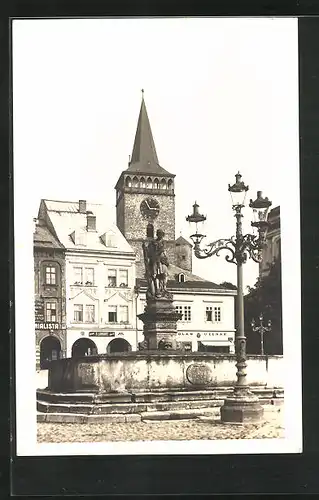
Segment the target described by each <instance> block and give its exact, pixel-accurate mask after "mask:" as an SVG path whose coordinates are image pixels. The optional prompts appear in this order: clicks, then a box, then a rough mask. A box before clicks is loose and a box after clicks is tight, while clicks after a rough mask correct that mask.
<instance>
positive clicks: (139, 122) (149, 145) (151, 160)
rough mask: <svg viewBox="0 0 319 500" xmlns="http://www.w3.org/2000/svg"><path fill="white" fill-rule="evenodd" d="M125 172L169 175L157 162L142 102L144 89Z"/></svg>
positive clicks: (144, 101)
mask: <svg viewBox="0 0 319 500" xmlns="http://www.w3.org/2000/svg"><path fill="white" fill-rule="evenodd" d="M127 171H129V172H141V173H144V174H154V175H156V174H158V175H171V174H170V173H169V172H167V170H165V169H164V168H162V167H161V166H160V165H159V162H158V158H157V153H156V148H155V143H154V139H153V134H152V130H151V125H150V122H149V119H148V114H147V110H146V105H145V101H144V89H142V102H141V108H140V114H139V117H138V122H137V129H136V134H135V140H134V145H133V151H132V155H131V159H130V164H129V167H128V169H127Z"/></svg>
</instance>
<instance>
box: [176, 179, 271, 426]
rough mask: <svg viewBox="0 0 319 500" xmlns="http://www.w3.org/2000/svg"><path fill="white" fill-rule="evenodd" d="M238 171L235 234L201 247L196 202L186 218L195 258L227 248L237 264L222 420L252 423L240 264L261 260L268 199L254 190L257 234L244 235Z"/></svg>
mask: <svg viewBox="0 0 319 500" xmlns="http://www.w3.org/2000/svg"><path fill="white" fill-rule="evenodd" d="M241 178H242V176H241V174H240V173H239V172H238V173H237V174H236V175H235V179H236V180H235V183H234V184H233V185H228V191H229V192H230V194H231V198H232V209H233V210H234V212H235V215H234V216H235V218H236V235H235V236H232V237H231V238H228V239H219V240H217V241H214V242H212V243H209V244H207V245H206V248H201V246H200V245H201V242H202V240H203V239H204V238H205V237H206V236H205V235H204V234H201V233H200V232H199V231H198V225H199V224H200V223H202V222H204V221H205V220H206V217H205V216H204V215H201V214H200V212H199V205H198V204H197V203H196V202H195V204H194V205H193V213H192V214H191V215H189V216H188V217H186V220H187V221H188V222H193V223H195V224H196V232H195V233H194V234H192V235H191V239H192V241H193V243H194V254H195V256H196V257H197V258H198V259H206V258H208V257H212V256H213V255H217V256H218V255H219V253H220V252H221V251H222V250H226V251H227V254H226V257H225V259H226V261H227V262H230V263H233V264H235V265H236V266H237V301H236V310H237V324H236V337H235V346H236V368H237V373H236V376H237V381H236V384H235V387H234V391H233V394H232V395H231V396H230V397H228V398H227V399H225V401H224V404H223V406H222V407H221V420H222V421H223V422H247V421H248V422H251V421H257V420H260V419H261V417H262V415H263V408H262V406H261V405H260V403H259V399H258V398H257V397H256V396H255V395H254V394H253V393H252V392H251V390H250V388H249V386H248V384H247V373H246V368H247V363H246V360H247V356H246V337H245V331H244V293H243V265H244V264H245V262H246V261H247V259H248V258H251V259H253V260H254V261H255V262H257V263H260V262H261V260H262V249H263V248H264V246H265V244H266V232H267V229H268V222H267V216H268V211H269V207H270V206H271V204H272V203H271V201H270V200H269V199H268V198H263V197H262V192H261V191H257V198H256V200H255V201H253V200H250V203H249V206H250V207H251V208H252V210H253V216H254V221H253V222H252V223H251V225H252V226H253V227H255V228H256V229H257V233H258V234H243V229H242V218H243V214H242V209H243V208H244V206H245V198H246V194H247V191H248V189H249V188H248V186H246V185H245V184H244V182H243V181H242V180H241Z"/></svg>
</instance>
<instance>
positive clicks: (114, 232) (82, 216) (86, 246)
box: [42, 200, 134, 254]
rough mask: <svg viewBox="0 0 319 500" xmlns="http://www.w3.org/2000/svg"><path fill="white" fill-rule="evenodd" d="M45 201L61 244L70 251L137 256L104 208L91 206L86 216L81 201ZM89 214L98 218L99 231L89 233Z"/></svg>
mask: <svg viewBox="0 0 319 500" xmlns="http://www.w3.org/2000/svg"><path fill="white" fill-rule="evenodd" d="M42 202H43V205H44V207H45V211H46V214H47V217H48V218H49V220H50V222H51V224H52V226H53V228H54V230H55V232H56V235H57V237H58V239H59V241H60V243H61V244H62V245H63V246H64V247H65V248H66V249H68V250H72V249H74V250H79V249H85V250H89V251H90V250H92V251H101V252H102V253H103V252H111V253H114V252H116V253H118V252H124V253H132V254H134V251H133V249H132V247H131V246H130V245H129V243H128V242H127V241H126V239H125V238H124V236H123V235H122V233H121V231H120V230H119V229H118V227H117V226H116V225H115V224H114V222H113V221H112V220H110V215H109V211H108V210H107V208H106V207H104V206H103V205H100V204H95V203H87V204H86V210H85V213H81V212H80V211H79V202H73V201H57V200H42ZM87 212H91V214H92V215H94V216H95V217H96V230H95V231H88V230H87ZM79 242H81V243H79Z"/></svg>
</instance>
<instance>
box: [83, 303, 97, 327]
mask: <svg viewBox="0 0 319 500" xmlns="http://www.w3.org/2000/svg"><path fill="white" fill-rule="evenodd" d="M94 321H95V306H94V305H86V306H85V322H86V323H94Z"/></svg>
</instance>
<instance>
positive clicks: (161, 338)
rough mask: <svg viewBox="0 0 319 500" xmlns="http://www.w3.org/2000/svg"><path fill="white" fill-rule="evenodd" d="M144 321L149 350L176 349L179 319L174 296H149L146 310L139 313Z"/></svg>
mask: <svg viewBox="0 0 319 500" xmlns="http://www.w3.org/2000/svg"><path fill="white" fill-rule="evenodd" d="M138 318H140V319H141V320H142V321H143V323H144V339H145V348H146V349H149V350H163V349H174V350H176V348H177V344H176V337H177V320H179V319H180V318H181V315H180V314H179V313H177V312H176V310H175V307H174V305H173V298H169V297H147V303H146V307H145V311H144V313H142V314H139V315H138Z"/></svg>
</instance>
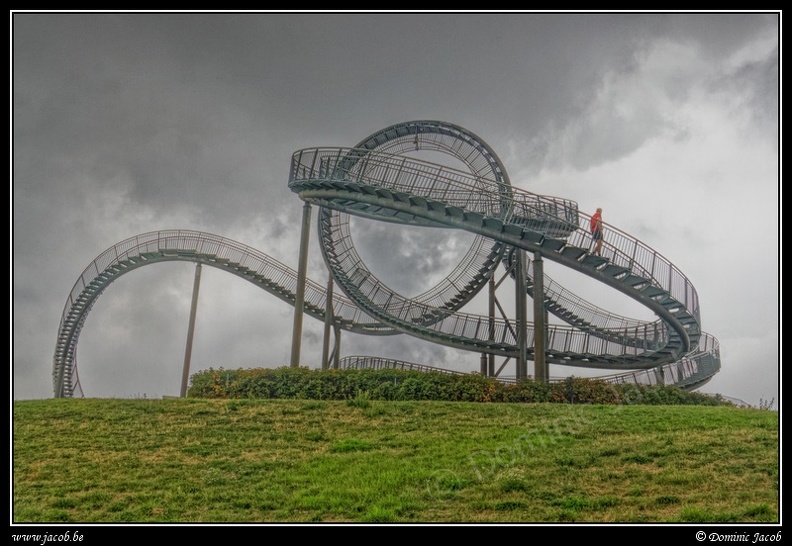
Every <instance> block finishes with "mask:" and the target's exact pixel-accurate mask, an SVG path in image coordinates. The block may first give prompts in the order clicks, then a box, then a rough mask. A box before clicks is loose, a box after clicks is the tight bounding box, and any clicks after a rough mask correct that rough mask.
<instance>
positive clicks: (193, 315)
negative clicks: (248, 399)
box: [179, 263, 201, 398]
mask: <svg viewBox="0 0 792 546" xmlns="http://www.w3.org/2000/svg"><path fill="white" fill-rule="evenodd" d="M200 286H201V264H200V263H197V264H195V280H194V281H193V299H192V304H191V305H190V323H189V325H188V326H187V346H186V347H185V349H184V368H183V369H182V386H181V391H180V392H179V396H181V397H182V398H184V397H186V396H187V383H189V381H190V359H191V358H192V342H193V335H194V333H195V315H196V313H197V310H198V290H199V288H200Z"/></svg>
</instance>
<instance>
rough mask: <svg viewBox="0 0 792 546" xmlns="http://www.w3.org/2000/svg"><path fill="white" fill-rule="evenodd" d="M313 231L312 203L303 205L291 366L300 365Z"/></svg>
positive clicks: (292, 329) (291, 355)
mask: <svg viewBox="0 0 792 546" xmlns="http://www.w3.org/2000/svg"><path fill="white" fill-rule="evenodd" d="M310 231H311V204H310V203H308V202H307V201H306V202H305V205H303V221H302V231H301V232H300V257H299V261H298V265H297V289H296V293H295V295H294V328H293V329H292V354H291V367H292V368H299V367H300V349H301V346H302V322H303V314H304V313H305V280H306V276H307V272H306V270H307V269H308V239H309V234H310Z"/></svg>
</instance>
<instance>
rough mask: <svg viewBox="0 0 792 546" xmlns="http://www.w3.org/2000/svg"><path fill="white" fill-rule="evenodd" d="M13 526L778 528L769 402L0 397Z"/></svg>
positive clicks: (775, 438) (772, 446)
mask: <svg viewBox="0 0 792 546" xmlns="http://www.w3.org/2000/svg"><path fill="white" fill-rule="evenodd" d="M13 522H14V523H60V522H63V523H95V522H102V523H108V522H110V523H112V522H118V523H151V522H157V523H175V522H180V523H196V522H202V523H220V522H234V523H249V522H269V523H272V522H279V523H300V522H325V523H339V522H351V523H444V522H448V523H450V522H455V523H483V522H500V523H515V522H520V523H553V522H564V523H566V522H588V523H657V522H665V523H702V522H713V523H777V522H779V414H778V413H777V412H771V411H766V410H759V409H746V408H734V407H728V406H715V407H706V406H604V405H603V406H595V405H566V404H523V405H521V404H479V403H468V402H447V403H446V402H383V401H376V400H367V399H363V398H358V399H357V400H356V401H352V402H349V401H346V402H345V401H337V402H336V401H315V400H305V401H302V400H210V399H189V398H188V399H164V400H146V399H143V400H118V399H107V400H104V399H51V400H32V401H16V402H14V418H13Z"/></svg>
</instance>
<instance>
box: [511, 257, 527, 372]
mask: <svg viewBox="0 0 792 546" xmlns="http://www.w3.org/2000/svg"><path fill="white" fill-rule="evenodd" d="M514 252H515V256H514V257H515V260H516V265H517V268H516V269H515V272H514V277H515V283H514V285H515V290H516V294H515V295H516V298H517V300H516V310H517V349H518V356H517V373H516V376H517V380H518V381H519V380H521V379H525V378H527V377H528V320H527V319H528V294H527V289H526V286H525V280H526V279H525V273H526V267H525V251H524V250H523V249H521V248H517V249H515V250H514Z"/></svg>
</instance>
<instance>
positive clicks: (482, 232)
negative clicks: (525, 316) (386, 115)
mask: <svg viewBox="0 0 792 546" xmlns="http://www.w3.org/2000/svg"><path fill="white" fill-rule="evenodd" d="M427 150H428V151H433V152H440V153H442V154H447V155H450V156H452V157H453V158H455V159H456V160H458V161H459V162H461V163H462V164H463V165H464V166H465V168H466V170H457V169H455V168H452V167H449V166H446V165H439V164H435V163H432V162H428V161H425V160H424V159H422V158H415V157H411V156H410V154H411V153H413V152H415V151H422V152H425V151H427ZM289 187H290V188H291V189H292V191H294V192H295V193H296V194H297V195H298V196H299V197H300V198H301V199H303V200H304V201H306V202H309V203H312V204H316V205H319V206H320V214H319V233H320V239H321V248H322V253H323V257H324V259H325V262H326V264H327V266H328V268H329V269H330V271H331V273H332V275H333V278H334V280H335V282H336V283H337V284H338V286H340V287H341V289H342V291H343V292H344V295H339V294H337V293H334V294H333V299H332V313H333V317H332V318H333V321H334V324H336V326H337V327H339V328H341V329H343V330H348V331H351V332H356V333H360V334H364V335H396V334H408V335H412V336H415V337H419V338H422V339H426V340H429V341H432V342H435V343H441V344H444V345H447V346H451V347H457V348H461V349H465V350H470V351H476V352H481V353H489V354H495V355H502V356H506V357H513V356H516V355H517V351H518V348H517V339H516V333H515V331H514V329H513V328H512V325H511V324H509V323H508V322H507V321H506V320H505V319H498V318H495V317H490V316H482V315H477V314H471V313H463V312H462V309H463V307H464V306H465V305H466V304H467V303H469V302H470V301H471V300H472V299H473V298H474V297H475V296H476V295H477V294H478V293H479V292H480V291H481V290H482V289H483V287H484V286H486V285H487V283H488V281H489V280H490V278H491V277H492V276H493V275H494V274H495V271H496V269H497V267H498V266H499V265H501V264H502V265H503V266H504V267H505V268H506V270H507V271H508V272H509V274H511V275H514V268H512V267H511V261H512V259H513V256H514V252H515V249H522V250H525V251H528V252H529V253H539V254H540V255H541V256H542V258H543V259H548V260H552V261H554V262H557V263H559V264H561V265H563V266H566V267H568V268H571V269H573V270H575V271H578V272H580V273H583V274H585V275H588V276H589V277H592V278H594V279H596V280H598V281H600V282H602V283H604V284H605V285H607V286H610V287H611V288H613V289H615V290H617V291H619V292H622V293H624V294H626V295H628V296H629V297H631V298H633V299H634V300H636V301H638V302H639V303H641V304H642V305H644V306H645V307H647V308H649V309H650V310H651V311H652V312H653V313H654V314H655V315H656V316H657V319H656V320H653V321H637V320H634V319H629V318H625V317H620V316H618V315H616V314H614V313H610V312H608V311H606V310H603V309H601V308H599V307H597V306H594V305H592V304H590V303H588V302H586V301H585V300H584V299H583V298H580V297H579V296H576V295H575V294H573V293H572V292H571V291H570V290H569V289H567V288H565V287H562V286H560V285H558V284H557V283H555V282H554V281H552V280H551V279H549V278H548V277H544V280H543V285H544V291H543V294H542V295H541V297H542V298H543V304H544V307H545V309H546V310H547V311H548V312H549V313H552V314H553V315H554V316H556V317H558V318H559V319H561V320H563V321H564V322H565V324H563V325H551V326H549V327H548V328H547V355H546V357H547V361H548V362H552V363H558V364H564V365H567V366H579V367H584V368H592V369H607V370H622V371H623V373H619V374H615V375H611V376H608V380H611V381H625V382H635V381H637V382H646V378H647V377H651V378H653V379H652V380H654V381H662V382H663V384H674V385H678V386H681V387H684V388H697V387H699V386H701V385H703V384H705V383H706V382H707V381H709V380H710V379H711V378H712V376H714V375H715V374H716V373H717V372H718V371H719V370H720V355H719V347H718V342H717V340H716V339H715V338H714V337H713V336H711V335H709V334H706V333H704V332H702V331H701V327H700V314H699V313H700V311H699V302H698V296H697V294H696V291H695V289H694V288H693V286H692V284H691V283H690V282H689V280H688V279H687V278H686V277H685V276H684V275H683V274H682V273H681V272H680V271H679V270H678V269H677V268H676V267H675V266H674V265H673V264H671V263H670V262H669V261H668V260H666V259H665V258H664V257H663V256H661V255H660V254H658V253H657V252H655V251H654V250H652V249H650V248H649V247H647V246H646V245H644V244H643V243H641V242H640V241H638V240H637V239H635V238H633V237H630V236H629V235H627V234H625V233H622V232H620V231H618V230H616V229H614V228H612V227H610V226H608V234H607V240H606V243H605V250H606V253H607V257H600V256H594V255H592V254H591V253H590V252H589V251H588V246H589V244H590V237H589V235H588V232H587V229H586V227H587V226H588V221H589V217H587V216H586V215H583V214H581V213H580V212H579V211H578V209H577V204H576V203H574V202H573V201H569V200H565V199H559V198H554V197H548V196H541V195H536V194H531V193H529V192H525V191H522V190H518V189H517V188H514V187H512V186H511V184H510V182H509V180H508V175H507V174H506V170H505V168H503V165H502V164H501V162H500V160H499V159H498V158H497V156H496V155H495V153H494V152H493V151H492V150H491V149H490V148H489V147H488V146H487V145H486V144H485V143H484V142H483V141H482V140H481V139H479V138H478V137H477V136H475V135H473V134H472V133H470V132H469V131H466V130H465V129H462V128H461V127H458V126H455V125H451V124H448V123H445V122H437V121H416V122H407V123H402V124H397V125H395V126H392V127H388V128H386V129H383V130H382V131H378V132H377V133H374V134H373V135H371V136H370V137H368V138H366V139H364V140H363V141H361V142H360V143H359V144H358V145H357V146H355V147H354V148H311V149H306V150H300V151H298V152H295V154H294V155H293V156H292V163H291V170H290V175H289ZM350 215H355V216H359V217H363V218H368V219H374V220H379V221H385V222H394V223H402V224H409V225H416V226H432V227H445V228H451V229H462V230H465V231H468V232H470V233H473V234H475V235H476V237H475V238H474V241H473V243H472V244H471V247H470V249H469V250H468V252H467V254H466V255H465V256H464V258H463V259H462V260H461V261H460V263H459V264H458V265H457V266H456V267H455V268H454V269H453V270H452V271H451V273H450V274H449V275H448V276H447V277H446V278H445V279H443V280H442V281H441V282H439V283H438V284H437V285H436V286H434V287H432V288H430V289H428V290H427V291H426V292H424V293H423V294H420V295H418V296H416V297H412V298H407V297H404V296H402V295H400V294H398V293H397V292H396V291H394V290H393V289H391V288H389V287H388V286H387V285H386V284H385V283H383V282H381V281H380V280H379V279H377V278H376V277H375V276H374V275H373V274H372V273H371V271H370V270H369V269H368V268H367V267H366V265H365V263H364V262H363V260H362V259H361V257H360V256H359V255H358V253H357V250H356V249H355V246H354V244H353V241H352V236H351V230H350V222H349V217H350ZM163 261H188V262H193V263H201V264H205V265H208V266H212V267H216V268H219V269H222V270H224V271H228V272H229V273H232V274H234V275H237V276H239V277H241V278H243V279H245V280H247V281H249V282H251V283H253V284H255V285H256V286H259V287H260V288H262V289H263V290H265V291H267V292H268V293H270V294H272V295H274V296H276V297H278V298H279V299H281V300H283V301H284V302H286V303H288V304H291V305H294V304H295V302H296V293H295V292H296V290H297V272H296V271H295V270H293V269H291V268H289V267H287V266H285V265H284V264H282V263H280V262H278V261H277V260H274V259H273V258H271V257H269V256H267V255H266V254H264V253H262V252H260V251H258V250H256V249H254V248H251V247H248V246H246V245H243V244H241V243H239V242H236V241H233V240H230V239H227V238H224V237H220V236H217V235H213V234H209V233H203V232H199V231H191V230H172V231H171V230H166V231H156V232H149V233H144V234H140V235H136V236H134V237H131V238H129V239H126V240H124V241H121V242H119V243H117V244H116V245H114V246H112V247H110V248H109V249H107V250H106V251H104V252H103V253H102V254H100V255H99V256H98V257H97V258H96V259H95V260H93V261H92V262H91V263H90V264H89V265H88V267H87V268H86V269H85V270H84V271H83V273H82V274H81V275H80V277H79V278H78V279H77V281H76V283H75V285H74V287H73V288H72V290H71V292H70V293H69V295H68V297H67V301H66V305H65V307H64V310H63V314H62V317H61V322H60V326H59V329H58V337H57V340H56V346H55V355H54V358H53V389H54V393H55V396H56V397H71V396H74V395H75V394H78V395H79V394H81V388H80V383H79V376H78V373H77V364H76V347H77V341H78V339H79V335H80V331H81V330H82V328H83V326H84V323H85V320H86V318H87V316H88V313H89V311H90V310H91V308H92V306H93V305H94V304H95V303H96V300H97V298H98V297H99V296H100V295H101V294H102V292H103V291H104V290H105V289H107V288H108V287H109V286H110V284H112V283H113V282H114V281H115V280H116V279H117V278H118V277H120V276H121V275H124V274H126V273H128V272H131V271H134V270H135V269H137V268H139V267H142V266H144V265H149V264H152V263H159V262H163ZM529 269H530V268H529ZM525 280H526V290H527V292H528V295H530V296H532V297H536V295H535V294H534V291H533V289H534V283H533V279H532V278H531V277H530V273H529V274H528V276H527V278H526V279H525ZM304 299H305V304H304V311H305V313H307V314H308V315H309V316H312V317H314V318H316V319H318V320H322V321H324V320H325V314H326V308H327V292H326V287H325V286H324V285H322V284H319V283H316V282H313V281H310V280H309V281H307V284H306V288H305V298H304ZM528 334H529V335H528V339H529V341H530V340H532V339H533V329H532V325H528ZM532 345H533V343H532V341H531V342H530V343H529V346H532ZM531 350H532V349H531ZM375 360H376V357H374V359H373V360H372V362H374V361H375ZM355 362H356V365H358V366H360V365H362V364H361V362H363V361H362V360H361V357H356V361H355Z"/></svg>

___

Activity - When the entries above show the word "exact" in a line, copy that line out.

Completed task -
Segment the target described by each <instance> block and give its exact, pixel-accurate mask after "mask:" as an SVG path whose coordinates are image pixels. The optional prompts appear in this order: clicks, then a box, then a rough mask. A box before clicks is loose and a box after clicks is tight, while clicks after a rough mask correct that mask.
Every <instance> block finishes with "mask:" and the target's exact pixel-accurate mask, an SVG path in image coordinates. The block may first give prompts in the order clicks, then a box, then a rough mask. A box before clicks is loose, a box after clicks is the tight bounding box, and any clicks after a rough mask correct that rough mask.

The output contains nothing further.